__TO DO__.
1. Copy the passage of the blog post starting at "I have a presentation" and ending at "this had power.".
2. Which place names appear in the blog post?

---------- DOCUMENT EXTRACT

Thursday, March 3, 2011

I'm Just A Talking Head

I spoke at the high school yesterday. The best I can say about these talks, this helps to heal me.

What a group of great kids. Interested and involved. Questions and comments and one in particular that nearly knocked me to my knees. The only response I could say, "I am so sorry."

I have a presentation and a script I use as a guideline and follow but each class is free flowing with the comments and questions. Yesterday I began the talk by going off script.

Yesterday morning I was reading blogs and I came to Naomi's blog: Girl On Off Gear . I read her post she had written on the evening before on March 1: stomach ulcers & knowing heroin will make it hurt less . I knew this had power.

Like I said I went "off script". I stood up without any personal introduction of myself. I told everyone I write a blog and I read blogs of parents and addicts. I introduced Naomi and her blog and I proceeded to read the first paragraph word for word to the class. By the time I was done reading that single paragraph every eye was focused on me reading, the teacher remarked she had a graphic and physical picture in her mind of this poor girl going through what she was describing as a heroin addict.

Thank you Naomi in Cambridge UK for putting into a few words what so many need to hear and share. You touched me and a bunch of high school students in Basehor, Kansas, USA.

2 comments:

Tori said...

--------------------
---------- EXCERPTED DATA

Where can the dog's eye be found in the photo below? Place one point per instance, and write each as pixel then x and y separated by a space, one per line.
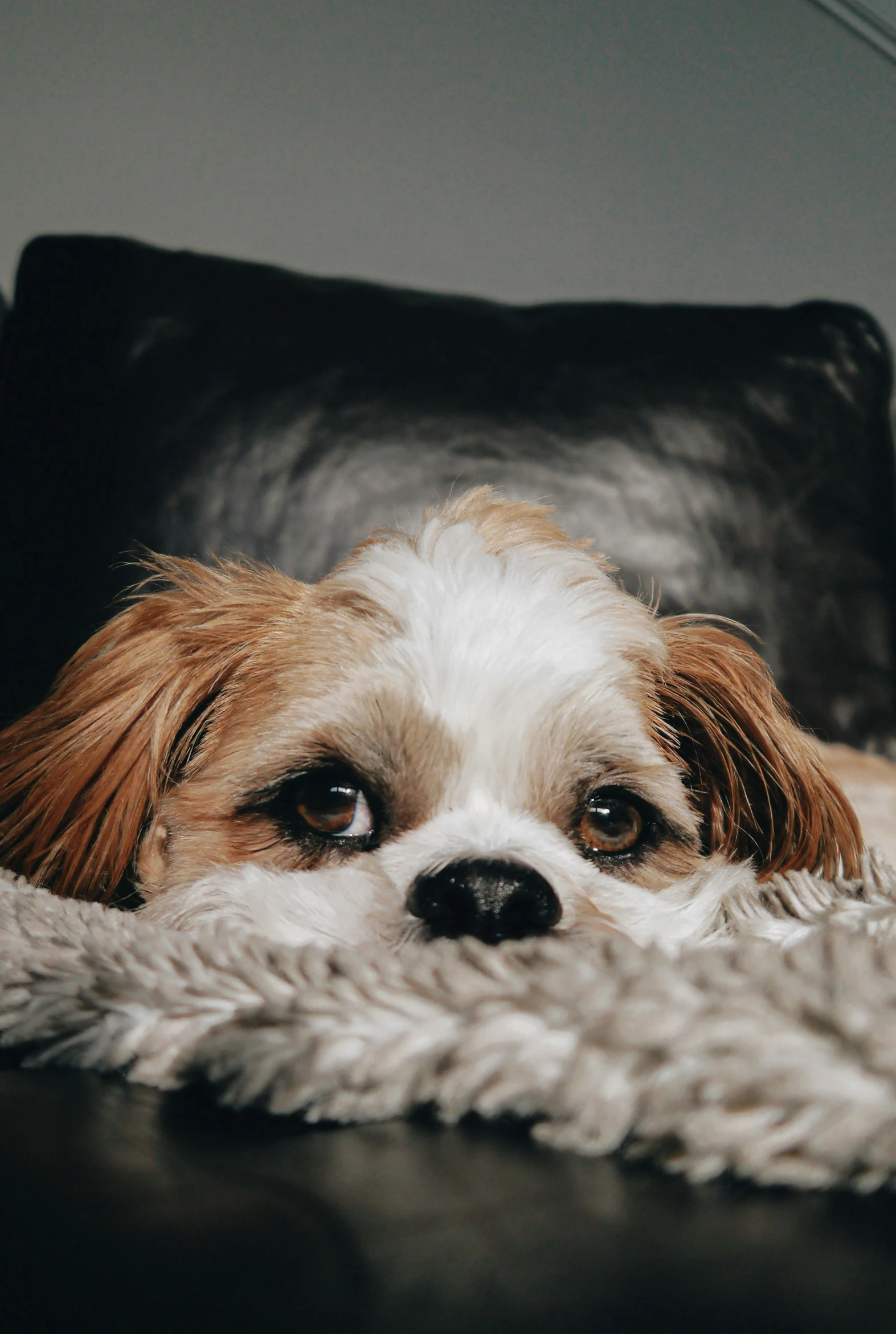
pixel 611 822
pixel 333 805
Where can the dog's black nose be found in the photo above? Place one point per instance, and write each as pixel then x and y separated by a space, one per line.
pixel 494 901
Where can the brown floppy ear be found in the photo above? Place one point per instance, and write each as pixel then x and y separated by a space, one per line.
pixel 81 773
pixel 756 780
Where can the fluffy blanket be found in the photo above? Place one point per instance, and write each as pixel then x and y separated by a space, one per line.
pixel 775 1063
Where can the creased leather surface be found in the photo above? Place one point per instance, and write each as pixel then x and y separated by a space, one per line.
pixel 738 460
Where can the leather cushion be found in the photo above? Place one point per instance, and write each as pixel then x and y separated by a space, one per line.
pixel 739 460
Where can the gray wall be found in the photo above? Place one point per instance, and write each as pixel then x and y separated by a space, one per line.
pixel 697 150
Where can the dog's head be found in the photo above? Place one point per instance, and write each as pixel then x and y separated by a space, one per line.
pixel 467 732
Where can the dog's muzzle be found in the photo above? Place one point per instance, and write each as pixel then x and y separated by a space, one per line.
pixel 494 901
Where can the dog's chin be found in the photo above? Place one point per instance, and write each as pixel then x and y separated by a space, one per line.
pixel 358 905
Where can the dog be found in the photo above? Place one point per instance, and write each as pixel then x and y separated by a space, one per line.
pixel 472 730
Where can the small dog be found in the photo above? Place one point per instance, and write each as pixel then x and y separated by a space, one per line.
pixel 470 732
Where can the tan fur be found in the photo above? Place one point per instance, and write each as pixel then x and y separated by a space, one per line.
pixel 756 778
pixel 219 681
pixel 139 709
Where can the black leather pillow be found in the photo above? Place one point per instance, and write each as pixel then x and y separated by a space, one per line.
pixel 738 459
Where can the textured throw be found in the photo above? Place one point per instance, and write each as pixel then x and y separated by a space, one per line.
pixel 775 1063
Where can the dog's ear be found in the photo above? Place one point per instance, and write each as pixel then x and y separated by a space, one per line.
pixel 81 774
pixel 756 780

--------------------

__RESPONSES BY TASK__.
1.
I have a presentation and a script I use as a guideline and follow but each class is free flowing with the comments and questions. Yesterday I began the talk by going off script.

Yesterday morning I was reading blogs and I came to Naomi's blog: Girl On Off Gear . I read her post she had written on the evening before on March 1: stomach ulcers & knowing heroin will make it hurt less . I knew this had power.

2. Cambridge, UK, Basehor, Kansas, USA